Directions: Among the entries below, find the line with "sunglasses in the image above.", then quote it and each following line up to and including the line with "arm in the image above.", and nothing else.

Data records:

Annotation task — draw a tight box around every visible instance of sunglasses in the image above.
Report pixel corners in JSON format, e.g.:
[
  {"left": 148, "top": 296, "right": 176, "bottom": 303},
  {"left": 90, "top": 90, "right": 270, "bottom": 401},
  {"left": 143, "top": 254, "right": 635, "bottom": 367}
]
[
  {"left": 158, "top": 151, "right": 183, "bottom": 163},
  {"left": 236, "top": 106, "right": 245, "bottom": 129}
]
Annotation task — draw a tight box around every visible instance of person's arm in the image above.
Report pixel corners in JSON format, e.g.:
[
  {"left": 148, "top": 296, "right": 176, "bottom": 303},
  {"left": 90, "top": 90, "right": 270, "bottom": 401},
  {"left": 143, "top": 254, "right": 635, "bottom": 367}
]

==

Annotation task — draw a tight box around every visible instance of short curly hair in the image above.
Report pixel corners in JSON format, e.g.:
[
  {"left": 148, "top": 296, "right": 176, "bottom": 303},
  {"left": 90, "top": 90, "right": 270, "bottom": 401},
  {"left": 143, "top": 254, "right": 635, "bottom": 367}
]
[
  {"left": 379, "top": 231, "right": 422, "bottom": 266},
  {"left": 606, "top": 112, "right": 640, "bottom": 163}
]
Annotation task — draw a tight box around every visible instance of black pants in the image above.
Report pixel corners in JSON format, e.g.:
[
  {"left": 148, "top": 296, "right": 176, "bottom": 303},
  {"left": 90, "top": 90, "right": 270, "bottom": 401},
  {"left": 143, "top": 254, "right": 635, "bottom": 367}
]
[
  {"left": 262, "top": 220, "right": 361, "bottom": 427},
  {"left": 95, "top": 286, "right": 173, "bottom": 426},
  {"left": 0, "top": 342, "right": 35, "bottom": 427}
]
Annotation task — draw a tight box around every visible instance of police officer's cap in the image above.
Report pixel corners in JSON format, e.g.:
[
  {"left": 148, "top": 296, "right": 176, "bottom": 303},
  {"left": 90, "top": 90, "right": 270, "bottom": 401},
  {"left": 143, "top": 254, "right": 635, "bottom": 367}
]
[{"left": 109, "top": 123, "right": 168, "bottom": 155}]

Answer to the exercise:
Annotation task — draw a tight box around every visible instance of sunglasses in the image above.
Report pixel corners in JSON format, e.g.:
[
  {"left": 148, "top": 296, "right": 176, "bottom": 303},
  {"left": 90, "top": 90, "right": 270, "bottom": 401},
  {"left": 143, "top": 254, "right": 635, "bottom": 367}
]
[
  {"left": 158, "top": 151, "right": 183, "bottom": 163},
  {"left": 236, "top": 106, "right": 245, "bottom": 129}
]
Annotation task — draw a tight box around every visible instance of person's arm in the image above.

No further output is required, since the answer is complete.